Texte fourni —
%%

Familier mais malgré tout étranger, inconnu, non maîtrisé, le corps interne reste cantonné dans une pseudo altérité. Pourtant il commande des besoins impérieux: faim, sommeil, excrétion, etc. Il se manifeste également par des douleurs internes imprécises : courbature, migraine, inflammations, contusions dont la localisation reste floue à l’image de la considération que nous lui portons.

Nous lui faisons confiance à cette machinerie intérieure, elle est censée exécuter toute ses tâches parfaitement, sans que nous en ayons conscience, car en fait la conscience provient de lui, de cette infrastructure qui la pilote. Le « Je » ou le « nous » n’est que le sommet, qui s’illusionne de son pouvoir, de cette pyramide cellulaire.

%%

Données —

%%

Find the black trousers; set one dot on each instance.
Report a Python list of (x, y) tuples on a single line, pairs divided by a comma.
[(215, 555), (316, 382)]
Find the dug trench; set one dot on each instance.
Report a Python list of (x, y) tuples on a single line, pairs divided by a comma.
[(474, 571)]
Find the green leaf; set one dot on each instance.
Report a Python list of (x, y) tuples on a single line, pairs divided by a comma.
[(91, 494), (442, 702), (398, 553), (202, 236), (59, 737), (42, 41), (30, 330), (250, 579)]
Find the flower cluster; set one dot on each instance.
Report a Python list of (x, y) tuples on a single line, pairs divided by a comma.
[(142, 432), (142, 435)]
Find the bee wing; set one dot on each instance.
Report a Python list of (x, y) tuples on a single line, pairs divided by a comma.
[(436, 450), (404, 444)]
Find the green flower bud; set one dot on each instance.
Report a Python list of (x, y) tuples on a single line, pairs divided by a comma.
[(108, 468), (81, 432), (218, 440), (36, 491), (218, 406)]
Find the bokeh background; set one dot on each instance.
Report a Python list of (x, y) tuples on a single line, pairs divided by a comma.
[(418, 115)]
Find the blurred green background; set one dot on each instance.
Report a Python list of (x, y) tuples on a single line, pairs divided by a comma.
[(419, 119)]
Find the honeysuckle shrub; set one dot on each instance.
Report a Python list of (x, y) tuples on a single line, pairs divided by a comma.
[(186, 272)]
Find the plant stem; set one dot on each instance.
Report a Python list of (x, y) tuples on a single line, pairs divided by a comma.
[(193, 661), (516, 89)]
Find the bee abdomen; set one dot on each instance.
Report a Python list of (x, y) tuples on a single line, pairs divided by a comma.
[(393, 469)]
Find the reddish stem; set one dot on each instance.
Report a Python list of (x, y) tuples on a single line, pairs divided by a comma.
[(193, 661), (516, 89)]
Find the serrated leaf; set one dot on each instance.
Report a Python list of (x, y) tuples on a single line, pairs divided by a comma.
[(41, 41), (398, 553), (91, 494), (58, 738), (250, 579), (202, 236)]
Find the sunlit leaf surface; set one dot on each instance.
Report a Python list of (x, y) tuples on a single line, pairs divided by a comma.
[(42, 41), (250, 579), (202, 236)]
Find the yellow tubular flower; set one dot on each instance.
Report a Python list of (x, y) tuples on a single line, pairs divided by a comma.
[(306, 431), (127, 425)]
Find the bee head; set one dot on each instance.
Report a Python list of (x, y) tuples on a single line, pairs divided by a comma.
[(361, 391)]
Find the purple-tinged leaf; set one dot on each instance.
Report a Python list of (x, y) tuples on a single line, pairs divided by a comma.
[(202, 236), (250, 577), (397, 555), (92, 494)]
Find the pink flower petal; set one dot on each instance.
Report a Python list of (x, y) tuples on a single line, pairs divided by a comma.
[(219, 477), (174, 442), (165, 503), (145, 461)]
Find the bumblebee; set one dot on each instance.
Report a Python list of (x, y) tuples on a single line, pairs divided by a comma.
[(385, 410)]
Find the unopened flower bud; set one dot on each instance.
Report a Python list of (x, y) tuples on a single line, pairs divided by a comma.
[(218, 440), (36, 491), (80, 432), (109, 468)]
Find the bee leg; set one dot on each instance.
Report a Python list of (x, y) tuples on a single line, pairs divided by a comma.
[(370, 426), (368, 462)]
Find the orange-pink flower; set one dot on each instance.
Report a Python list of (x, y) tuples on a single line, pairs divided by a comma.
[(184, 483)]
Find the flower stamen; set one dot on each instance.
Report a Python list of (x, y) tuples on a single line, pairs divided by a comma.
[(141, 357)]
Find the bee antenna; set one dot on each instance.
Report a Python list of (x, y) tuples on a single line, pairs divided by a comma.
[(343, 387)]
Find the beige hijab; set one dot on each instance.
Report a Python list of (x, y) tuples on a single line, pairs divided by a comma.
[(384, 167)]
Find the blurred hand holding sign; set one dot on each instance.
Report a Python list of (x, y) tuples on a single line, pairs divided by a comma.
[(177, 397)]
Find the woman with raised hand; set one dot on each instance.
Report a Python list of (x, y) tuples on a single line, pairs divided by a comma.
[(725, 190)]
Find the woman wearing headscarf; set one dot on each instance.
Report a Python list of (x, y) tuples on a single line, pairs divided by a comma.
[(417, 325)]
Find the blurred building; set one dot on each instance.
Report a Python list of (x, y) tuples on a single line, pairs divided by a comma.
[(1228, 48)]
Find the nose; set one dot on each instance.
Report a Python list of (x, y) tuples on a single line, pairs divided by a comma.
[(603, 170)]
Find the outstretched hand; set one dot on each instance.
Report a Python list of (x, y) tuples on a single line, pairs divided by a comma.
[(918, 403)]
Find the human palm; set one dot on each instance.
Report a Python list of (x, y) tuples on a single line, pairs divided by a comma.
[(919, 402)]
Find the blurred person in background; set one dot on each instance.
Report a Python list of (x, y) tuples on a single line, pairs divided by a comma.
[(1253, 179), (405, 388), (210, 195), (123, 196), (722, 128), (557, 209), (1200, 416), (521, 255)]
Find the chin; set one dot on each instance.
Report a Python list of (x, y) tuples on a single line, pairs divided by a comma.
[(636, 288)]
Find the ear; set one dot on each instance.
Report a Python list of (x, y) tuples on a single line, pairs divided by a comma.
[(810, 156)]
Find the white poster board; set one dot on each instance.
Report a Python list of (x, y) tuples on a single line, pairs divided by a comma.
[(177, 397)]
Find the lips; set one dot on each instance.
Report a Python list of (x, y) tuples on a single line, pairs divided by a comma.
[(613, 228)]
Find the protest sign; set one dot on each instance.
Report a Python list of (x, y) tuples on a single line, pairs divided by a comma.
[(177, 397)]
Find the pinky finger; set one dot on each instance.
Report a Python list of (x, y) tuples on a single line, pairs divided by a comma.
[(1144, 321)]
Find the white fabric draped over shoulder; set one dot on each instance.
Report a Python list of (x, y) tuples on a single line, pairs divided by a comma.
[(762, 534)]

%%

Exercices —
1. Quels besoins impérieux le corps interne commande-t-il d'après le texte fourni ?
2. Résumez le texte fourni en deux phrases.

Réponses par exercice —
1. La faim, le sommeil et l'excrétion.

2. Le corps interne, bien que familier, reste perçu comme étranger et non maîtrisé, alors qu'il commande des besoins impérieux et se manifeste par des douleurs internes imprécises. Nous faisons confiance à cette machinerie intérieure, dont provient en fait la conscience, le « Je » n'étant que le sommet illusionné de cette pyramide cellulaire.